— Given records —
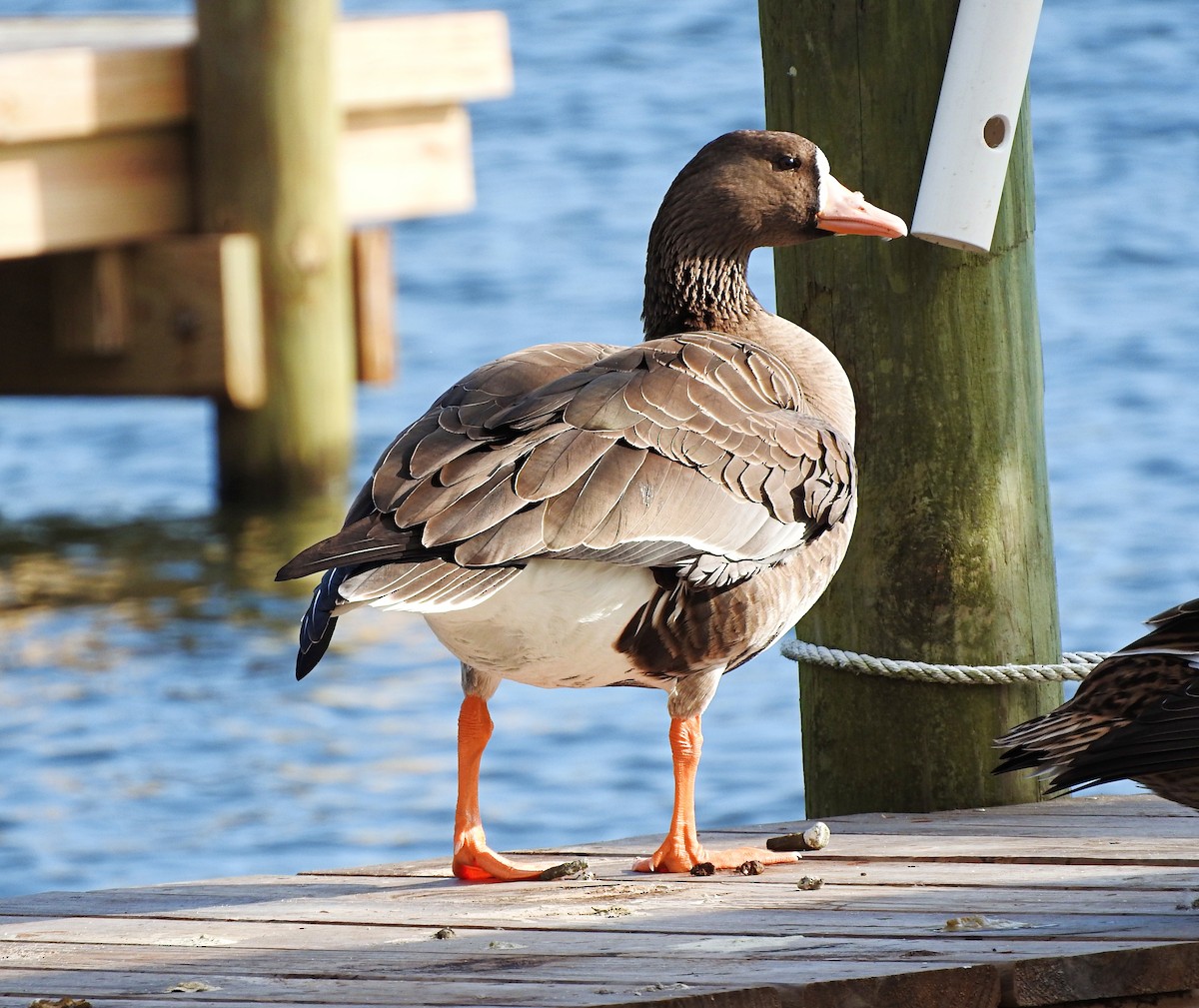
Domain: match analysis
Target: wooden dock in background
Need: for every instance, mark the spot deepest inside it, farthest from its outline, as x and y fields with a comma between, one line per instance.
x=199, y=209
x=1089, y=900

— Work instructions —
Reproduce every entry above word for word, leaving out the pictures.

— Completed task —
Domain: match analysis
Target: wooden dock in background
Need: for every instance, mark the spot deepest inside it, farthest from its outline, as x and y fields with a comma between, one line per instance.
x=199, y=209
x=1089, y=900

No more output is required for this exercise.